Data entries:
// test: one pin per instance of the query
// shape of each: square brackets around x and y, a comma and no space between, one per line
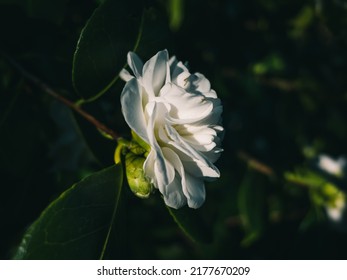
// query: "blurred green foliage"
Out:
[280,69]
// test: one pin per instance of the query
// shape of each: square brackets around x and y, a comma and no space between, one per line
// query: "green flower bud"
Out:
[137,180]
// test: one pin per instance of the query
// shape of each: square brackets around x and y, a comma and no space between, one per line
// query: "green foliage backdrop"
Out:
[280,70]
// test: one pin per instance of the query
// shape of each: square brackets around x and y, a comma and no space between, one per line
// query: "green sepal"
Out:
[137,180]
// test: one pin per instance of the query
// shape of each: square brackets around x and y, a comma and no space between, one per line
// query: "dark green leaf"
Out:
[52,11]
[77,224]
[192,224]
[101,52]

:: SET TASK ::
Render every line of the records above as a JSON list of strings, one string per line, omitting blank lines. Leave the pictures out of the answer.

:: COMPLETE RESPONSE ::
[
  "// test: one pin per instance of the query",
  "// shape of each: square brackets around x and y, a comma and no space between, one per line",
  "// query: \"blurred green foliage\"",
  "Out:",
  "[280,69]",
  "// test: one pin per instance of the query",
  "// shape of each: square brackets around x and y, a comma and no space between, one per line",
  "// query: \"green flower bud\"",
  "Out:",
  "[137,180]",
  "// test: one pin per instance of the query",
  "// shape of each: square brackets around x and y, a comma and no space between, one per line",
  "// query: \"green foliage backdrop\"",
  "Out:",
  "[280,70]",
  "// test: one pin per instance of the query",
  "// shape of each: square brackets around x and y, a comma and no space between, one per line",
  "// query: \"green sepal\"",
  "Out:",
  "[137,180]",
  "// test: one pin per instance of the query",
  "// shape of each: square brackets around x and y, a comma and no space between, one per line",
  "// query: \"dark green leaf\"",
  "Out:",
  "[52,11]",
  "[77,224]",
  "[192,224]",
  "[101,52]"
]